Recorded data →
· · · · · · ·
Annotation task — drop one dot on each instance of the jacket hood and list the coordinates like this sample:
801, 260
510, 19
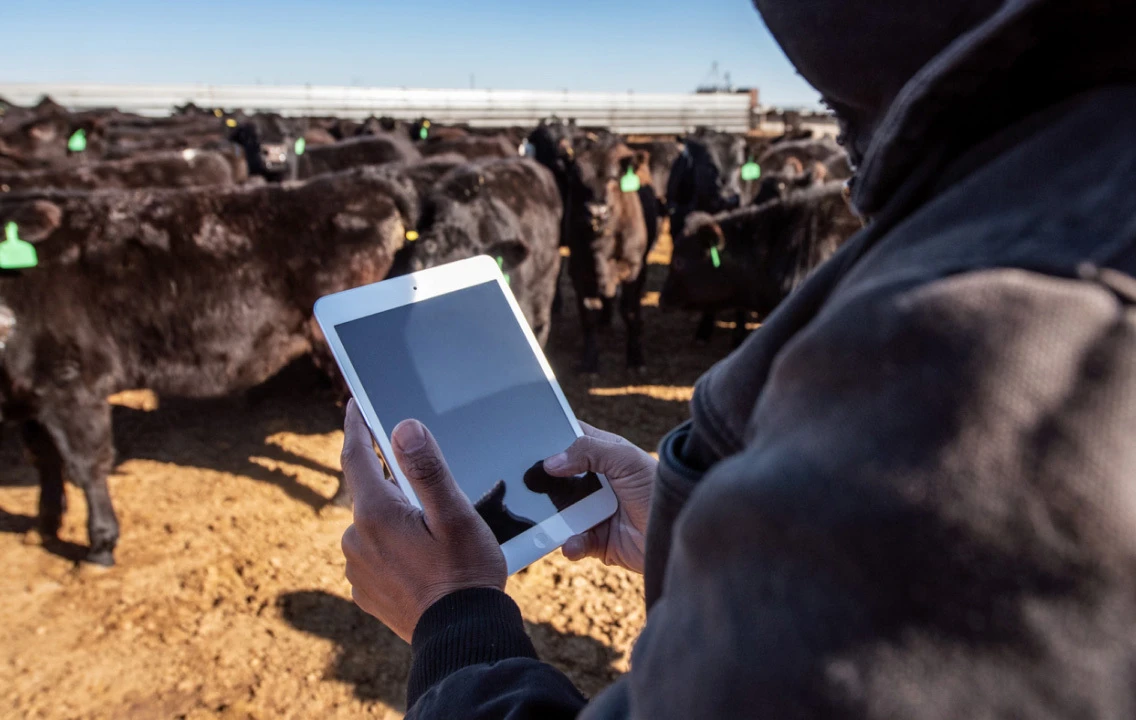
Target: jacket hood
918, 84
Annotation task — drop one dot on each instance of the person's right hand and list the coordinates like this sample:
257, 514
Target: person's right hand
620, 540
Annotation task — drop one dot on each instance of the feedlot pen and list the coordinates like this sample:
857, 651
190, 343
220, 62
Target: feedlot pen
228, 599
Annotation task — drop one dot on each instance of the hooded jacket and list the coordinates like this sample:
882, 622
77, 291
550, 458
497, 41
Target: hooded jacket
912, 492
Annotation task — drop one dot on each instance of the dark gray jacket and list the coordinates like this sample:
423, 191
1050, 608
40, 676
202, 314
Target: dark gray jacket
912, 492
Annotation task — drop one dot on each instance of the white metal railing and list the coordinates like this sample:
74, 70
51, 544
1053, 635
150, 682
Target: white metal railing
624, 112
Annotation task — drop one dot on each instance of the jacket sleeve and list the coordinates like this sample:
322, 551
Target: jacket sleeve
472, 659
925, 520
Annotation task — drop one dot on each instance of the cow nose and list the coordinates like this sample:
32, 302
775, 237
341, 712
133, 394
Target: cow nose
598, 214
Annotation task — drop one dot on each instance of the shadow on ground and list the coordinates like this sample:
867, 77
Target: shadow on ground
376, 662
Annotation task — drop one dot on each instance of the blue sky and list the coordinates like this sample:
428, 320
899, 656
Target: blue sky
665, 45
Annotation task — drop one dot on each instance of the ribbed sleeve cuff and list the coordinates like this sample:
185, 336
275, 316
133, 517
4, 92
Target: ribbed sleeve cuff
465, 628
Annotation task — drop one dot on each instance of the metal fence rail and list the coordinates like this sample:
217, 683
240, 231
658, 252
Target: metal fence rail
623, 112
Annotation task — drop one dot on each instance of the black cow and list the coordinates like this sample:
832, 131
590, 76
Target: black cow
46, 137
195, 293
269, 144
752, 258
659, 157
356, 152
185, 168
508, 209
706, 177
473, 147
804, 151
607, 231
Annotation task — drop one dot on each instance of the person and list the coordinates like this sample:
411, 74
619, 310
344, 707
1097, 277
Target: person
911, 493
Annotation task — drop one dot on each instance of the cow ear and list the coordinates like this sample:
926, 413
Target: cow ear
509, 253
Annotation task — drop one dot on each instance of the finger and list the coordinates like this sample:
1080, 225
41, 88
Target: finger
590, 544
587, 454
362, 468
422, 461
598, 434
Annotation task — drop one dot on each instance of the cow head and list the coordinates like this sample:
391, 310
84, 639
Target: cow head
699, 267
462, 220
269, 145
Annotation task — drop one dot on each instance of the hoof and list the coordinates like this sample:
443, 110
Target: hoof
36, 538
49, 528
100, 558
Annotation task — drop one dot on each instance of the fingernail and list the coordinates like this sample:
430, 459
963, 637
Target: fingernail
409, 436
574, 547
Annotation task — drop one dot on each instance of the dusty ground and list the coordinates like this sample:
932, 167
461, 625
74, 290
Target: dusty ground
228, 599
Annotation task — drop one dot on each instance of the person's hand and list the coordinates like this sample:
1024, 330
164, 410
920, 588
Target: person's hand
402, 560
619, 541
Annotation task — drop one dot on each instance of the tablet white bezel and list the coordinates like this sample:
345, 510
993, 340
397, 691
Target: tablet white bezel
360, 302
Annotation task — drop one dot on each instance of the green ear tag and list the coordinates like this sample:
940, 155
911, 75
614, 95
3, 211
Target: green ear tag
77, 141
629, 183
501, 265
15, 253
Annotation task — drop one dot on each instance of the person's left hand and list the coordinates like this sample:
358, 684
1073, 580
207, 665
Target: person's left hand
402, 560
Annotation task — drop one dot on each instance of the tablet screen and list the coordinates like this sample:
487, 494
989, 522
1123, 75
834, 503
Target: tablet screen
460, 365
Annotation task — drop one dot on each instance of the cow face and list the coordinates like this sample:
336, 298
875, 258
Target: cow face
464, 220
269, 145
594, 172
707, 176
700, 271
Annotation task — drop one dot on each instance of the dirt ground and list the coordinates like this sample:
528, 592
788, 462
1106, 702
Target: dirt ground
228, 599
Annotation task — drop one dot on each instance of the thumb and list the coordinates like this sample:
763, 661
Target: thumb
589, 544
423, 463
589, 454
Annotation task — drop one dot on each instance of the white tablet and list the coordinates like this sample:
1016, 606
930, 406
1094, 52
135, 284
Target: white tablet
450, 348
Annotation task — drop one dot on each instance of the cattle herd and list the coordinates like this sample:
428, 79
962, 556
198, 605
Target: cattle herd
184, 253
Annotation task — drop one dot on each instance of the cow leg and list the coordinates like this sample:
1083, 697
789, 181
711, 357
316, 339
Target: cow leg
631, 307
590, 311
741, 318
49, 463
83, 436
704, 332
608, 312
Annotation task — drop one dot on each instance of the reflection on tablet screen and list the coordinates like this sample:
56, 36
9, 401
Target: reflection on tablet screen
461, 366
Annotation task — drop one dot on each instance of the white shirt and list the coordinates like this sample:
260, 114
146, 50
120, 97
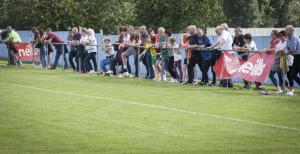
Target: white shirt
281, 46
110, 50
226, 36
92, 44
126, 38
251, 46
177, 56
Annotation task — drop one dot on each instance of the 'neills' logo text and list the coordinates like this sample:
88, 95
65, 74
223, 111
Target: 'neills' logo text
254, 69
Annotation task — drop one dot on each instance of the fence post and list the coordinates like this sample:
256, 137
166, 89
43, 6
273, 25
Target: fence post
46, 47
283, 72
63, 56
138, 59
32, 46
161, 65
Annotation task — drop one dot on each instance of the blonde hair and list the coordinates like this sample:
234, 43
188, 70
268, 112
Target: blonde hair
107, 39
225, 26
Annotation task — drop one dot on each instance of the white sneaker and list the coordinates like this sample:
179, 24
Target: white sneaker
172, 80
290, 92
164, 77
109, 72
92, 72
279, 91
126, 74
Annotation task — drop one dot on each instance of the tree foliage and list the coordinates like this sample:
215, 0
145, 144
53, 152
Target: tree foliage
172, 14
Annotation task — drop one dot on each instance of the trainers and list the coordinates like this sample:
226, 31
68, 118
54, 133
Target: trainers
109, 72
126, 74
290, 92
91, 72
279, 91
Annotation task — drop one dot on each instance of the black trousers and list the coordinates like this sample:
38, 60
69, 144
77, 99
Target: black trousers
215, 56
204, 67
116, 62
195, 59
72, 55
296, 69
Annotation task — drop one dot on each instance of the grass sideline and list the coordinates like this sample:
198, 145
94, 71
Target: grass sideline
53, 111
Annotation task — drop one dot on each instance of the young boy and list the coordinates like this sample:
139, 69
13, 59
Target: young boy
109, 54
177, 59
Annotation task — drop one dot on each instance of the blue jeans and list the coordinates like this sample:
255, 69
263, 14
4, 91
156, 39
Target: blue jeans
274, 80
57, 56
43, 55
105, 62
90, 56
149, 65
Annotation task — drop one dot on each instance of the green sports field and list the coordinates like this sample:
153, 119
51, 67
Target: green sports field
44, 111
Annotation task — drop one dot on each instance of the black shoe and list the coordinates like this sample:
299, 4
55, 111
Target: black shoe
187, 82
212, 84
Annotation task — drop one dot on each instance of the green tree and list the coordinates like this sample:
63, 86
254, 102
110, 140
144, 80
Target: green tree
176, 15
243, 13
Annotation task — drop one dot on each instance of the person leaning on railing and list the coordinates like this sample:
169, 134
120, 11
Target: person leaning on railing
224, 42
293, 47
238, 42
286, 62
13, 37
59, 45
248, 46
38, 40
74, 41
275, 66
82, 53
4, 36
91, 48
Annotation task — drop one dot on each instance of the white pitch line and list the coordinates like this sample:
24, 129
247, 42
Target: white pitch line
156, 107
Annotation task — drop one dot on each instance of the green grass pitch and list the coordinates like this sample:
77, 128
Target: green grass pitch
45, 111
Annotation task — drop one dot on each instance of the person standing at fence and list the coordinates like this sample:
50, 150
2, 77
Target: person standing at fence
133, 44
144, 36
177, 59
74, 41
13, 37
195, 53
168, 57
227, 82
109, 54
206, 55
224, 42
91, 49
160, 41
39, 38
275, 66
286, 62
293, 47
4, 36
249, 46
120, 47
82, 53
52, 38
184, 42
238, 42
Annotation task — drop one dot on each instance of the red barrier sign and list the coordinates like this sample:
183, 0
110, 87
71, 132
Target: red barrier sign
256, 68
25, 51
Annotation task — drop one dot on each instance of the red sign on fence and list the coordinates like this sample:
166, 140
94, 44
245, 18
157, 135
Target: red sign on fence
25, 51
256, 68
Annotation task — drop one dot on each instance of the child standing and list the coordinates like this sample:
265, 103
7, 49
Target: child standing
109, 54
177, 59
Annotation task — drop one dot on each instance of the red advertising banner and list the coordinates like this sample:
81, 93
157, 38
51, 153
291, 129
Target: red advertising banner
256, 68
25, 51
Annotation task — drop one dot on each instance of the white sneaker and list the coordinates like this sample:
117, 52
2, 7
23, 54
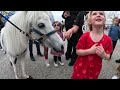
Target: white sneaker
61, 63
55, 64
47, 63
115, 77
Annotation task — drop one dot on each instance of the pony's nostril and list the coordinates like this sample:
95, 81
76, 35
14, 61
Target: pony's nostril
62, 47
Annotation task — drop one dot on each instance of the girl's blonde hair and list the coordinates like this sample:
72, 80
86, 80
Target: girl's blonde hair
88, 20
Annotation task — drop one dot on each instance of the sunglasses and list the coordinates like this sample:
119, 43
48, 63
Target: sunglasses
56, 25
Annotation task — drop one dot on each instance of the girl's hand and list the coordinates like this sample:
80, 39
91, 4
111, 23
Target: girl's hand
68, 34
93, 49
100, 51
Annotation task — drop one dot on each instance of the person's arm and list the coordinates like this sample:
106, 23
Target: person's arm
63, 15
84, 52
109, 34
119, 33
74, 29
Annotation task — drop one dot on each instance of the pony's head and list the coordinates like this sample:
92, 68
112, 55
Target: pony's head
40, 24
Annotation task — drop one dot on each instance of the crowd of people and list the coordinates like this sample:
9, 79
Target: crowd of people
85, 50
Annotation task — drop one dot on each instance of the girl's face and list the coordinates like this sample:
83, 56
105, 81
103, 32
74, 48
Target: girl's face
97, 18
56, 26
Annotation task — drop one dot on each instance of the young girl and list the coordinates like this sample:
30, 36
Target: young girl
92, 47
114, 32
57, 55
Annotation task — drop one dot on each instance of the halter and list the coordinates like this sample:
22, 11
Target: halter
32, 29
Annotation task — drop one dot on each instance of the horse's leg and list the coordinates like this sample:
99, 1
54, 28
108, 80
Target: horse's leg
23, 69
12, 59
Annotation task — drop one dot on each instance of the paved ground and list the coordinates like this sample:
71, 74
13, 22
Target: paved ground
38, 70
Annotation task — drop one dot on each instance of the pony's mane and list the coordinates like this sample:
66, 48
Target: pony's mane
11, 32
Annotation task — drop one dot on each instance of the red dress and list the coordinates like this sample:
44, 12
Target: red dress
89, 67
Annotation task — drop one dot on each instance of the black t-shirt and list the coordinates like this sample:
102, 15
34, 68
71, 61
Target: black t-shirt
69, 21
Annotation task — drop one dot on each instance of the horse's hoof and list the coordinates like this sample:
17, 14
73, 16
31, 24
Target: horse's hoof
29, 77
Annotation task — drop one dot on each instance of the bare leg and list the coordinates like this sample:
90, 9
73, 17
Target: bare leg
23, 69
14, 67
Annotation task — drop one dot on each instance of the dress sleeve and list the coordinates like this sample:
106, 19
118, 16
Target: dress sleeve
82, 41
109, 47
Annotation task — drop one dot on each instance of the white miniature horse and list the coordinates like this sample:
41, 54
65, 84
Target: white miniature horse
36, 24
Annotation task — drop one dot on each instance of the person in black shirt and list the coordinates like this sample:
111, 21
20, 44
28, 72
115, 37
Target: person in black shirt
75, 33
69, 17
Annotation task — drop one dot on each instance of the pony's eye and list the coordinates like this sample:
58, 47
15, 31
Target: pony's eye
41, 25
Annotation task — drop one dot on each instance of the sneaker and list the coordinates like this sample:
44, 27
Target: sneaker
61, 63
47, 63
55, 64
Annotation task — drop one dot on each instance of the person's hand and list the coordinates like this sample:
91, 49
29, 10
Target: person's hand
100, 51
66, 14
93, 49
68, 34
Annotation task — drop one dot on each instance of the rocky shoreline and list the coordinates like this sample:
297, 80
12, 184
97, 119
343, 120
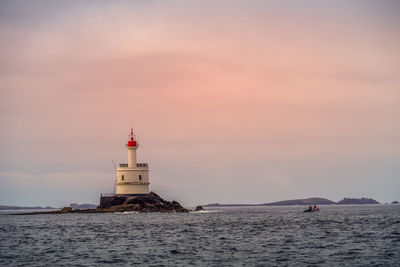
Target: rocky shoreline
142, 204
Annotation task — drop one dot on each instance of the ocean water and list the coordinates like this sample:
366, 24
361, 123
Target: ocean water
263, 236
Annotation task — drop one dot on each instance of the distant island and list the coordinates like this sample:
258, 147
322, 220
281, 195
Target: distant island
82, 206
5, 207
304, 202
357, 201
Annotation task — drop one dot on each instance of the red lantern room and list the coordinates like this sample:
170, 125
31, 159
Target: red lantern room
132, 140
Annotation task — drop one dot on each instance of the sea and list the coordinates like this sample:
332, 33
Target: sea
359, 235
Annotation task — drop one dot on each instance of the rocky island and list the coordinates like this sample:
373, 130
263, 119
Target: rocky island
120, 203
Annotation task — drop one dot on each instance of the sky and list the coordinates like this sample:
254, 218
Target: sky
232, 101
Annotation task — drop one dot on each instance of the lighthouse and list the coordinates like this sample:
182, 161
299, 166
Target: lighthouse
132, 177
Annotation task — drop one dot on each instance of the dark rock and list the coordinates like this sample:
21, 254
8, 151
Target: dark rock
66, 210
145, 203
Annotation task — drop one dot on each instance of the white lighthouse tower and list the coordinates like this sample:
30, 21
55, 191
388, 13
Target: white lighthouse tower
132, 177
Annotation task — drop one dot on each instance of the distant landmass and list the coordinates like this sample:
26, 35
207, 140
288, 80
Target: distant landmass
5, 207
305, 202
75, 206
357, 201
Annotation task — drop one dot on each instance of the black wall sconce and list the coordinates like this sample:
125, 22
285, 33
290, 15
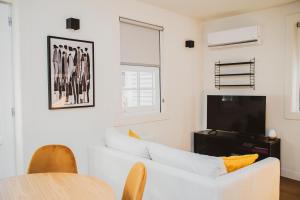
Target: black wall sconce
72, 23
190, 44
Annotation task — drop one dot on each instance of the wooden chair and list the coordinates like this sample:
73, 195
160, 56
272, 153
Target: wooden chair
53, 158
135, 183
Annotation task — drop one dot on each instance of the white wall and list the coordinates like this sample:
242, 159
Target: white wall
79, 128
270, 73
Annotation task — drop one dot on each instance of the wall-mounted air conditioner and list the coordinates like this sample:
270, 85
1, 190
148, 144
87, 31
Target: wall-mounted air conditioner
245, 35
· · · · · · ·
WRITTEN REQUEST → Reproduce the lines from the line with "the red lantern" through the last line of the entries exactly, including both ends and excluding pictures.

EXERCISE SOLUTION →
Annotation task — drop one dot on each instance of the red lantern room and list the coordinates like this sample:
170, 125
31, 159
Target: red lantern room
132, 140
Annotation task — drop one dot on each instance of the sea and list the coordinates like this sample:
332, 33
Target: sea
359, 235
Annotation task — drop one dot on each instance of the rocky island and list the coordinates like this sample:
373, 130
263, 119
Target: rocky island
120, 203
Annotation task — drop one dot on each instance of the sky and list the coordinates like this sample:
254, 218
Target: sky
232, 101
Annotation task — drop one dot on each instance of the lighthouse and list the coordinates like this sample:
182, 161
299, 166
Target: lighthouse
132, 177
Annotation task — drop one dot on each instance of the dark rock and list the coordinates like this sample:
21, 254
8, 151
Target: dark rock
66, 210
145, 203
Annotation task — drop one dot on each instance of the white lighthouse tower and list the coordinates like this sample:
30, 21
55, 191
388, 13
Target: white lighthouse tower
132, 177
Annotation task — drop one dot on each instance of the distant landmass and list the coordinates like this sample:
26, 35
207, 140
288, 80
Target: distant landmass
5, 207
305, 202
75, 206
357, 201
Annotation task — drop one dot on each instance of the black wall sconce and list the coordinates like this sample:
125, 22
285, 33
290, 15
Target: black wall sconce
72, 23
190, 44
Annotation task — drop one dot on each instance of the wooden chair and list the coordinates like this sample:
73, 195
160, 56
272, 153
Target: wooden chair
53, 158
135, 183
Annotation task — drop one dot on each instance of the white wall and list the coordinates like this sample:
242, 159
Target: white wall
79, 128
270, 73
Annotation task — drop one dot on each instance of the wall-mounted air conditioner and list the coordinates like this sample:
270, 85
1, 190
148, 144
87, 31
Target: wall-mounted air conditioner
245, 35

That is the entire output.